# START OF EXTRACT TO READ
General and administrative expenses remained flat in the first quarter of fiscal
1999, compared to the first quarter of fiscal 1998. As a percentage of net
sales, these expenses were 7% and 5% for both the first quarter of fiscal 1999
and 1998, respectively. Although the Company's personnel and travel related
expenditures decreased by approximately $0.2 million due to the Company's
ongoing efforts to reduce costs, the Company experienced higher consulting
related expenditures associated with the Company's operations. The Company
expects that future spending for general and administrative expenses will
decrease in absolute dollars during the remainder of fiscal 1999.
During the quarter, the Company wrote off certain idle assets related to its R&D
activities. This charge amounted to approximately $0.4 million and is reflected
as a loss on disposal of equipment on the Company's financial statements under
the caption "Interest and other income/(loss), net".
<PAGE>11
Based on the current estimate of its expected operating results, and the net
operating loss experienced by the Company in the first quarter of fiscal 1999,
the Company expects its effective tax rate to be 0% through fiscal 1999. The
Company's estimated rate could be higher based on actual results for the year
including the impact of the mix of income, available credits, and other
estimates of the impact of certain future events.
LIQUIDITY AND CAPITAL RESOURCES
Net cash used by operating activities was $1.8 million in the three months ended
January 2, 1999, compared to net cash provided by operating activities of $0.8
million in the three months ended December 27, 1997.
# END OF EXTRACT TO READ
# START OF EXCERPTED DATA
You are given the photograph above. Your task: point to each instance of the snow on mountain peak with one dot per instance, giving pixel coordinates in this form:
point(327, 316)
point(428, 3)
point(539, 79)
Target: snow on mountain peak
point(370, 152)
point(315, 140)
# END OF EXCERPTED DATA
**WORK INSTRUCTIONS:** Retype the quarterly financial report above, everything from "General and administrative expenses remained" down to "of fiscal 1999.".

**COMPLETE OUTPUT:**
General and administrative expenses remained flat in the first quarter of fiscal
1999, compared to the first quarter of fiscal 1998. As a percentage of net
sales, these expenses were 7% and 5% for both the first quarter of fiscal 1999
and 1998, respectively. Although the Company's personnel and travel related
expenditures decreased by approximately $0.2 million due to the Company's
ongoing efforts to reduce costs, the Company experienced higher consulting
related expenditures associated with the Company's operations. The Company
expects that future spending for general and administrative expenses will
decrease in absolute dollars during the remainder of fiscal 1999.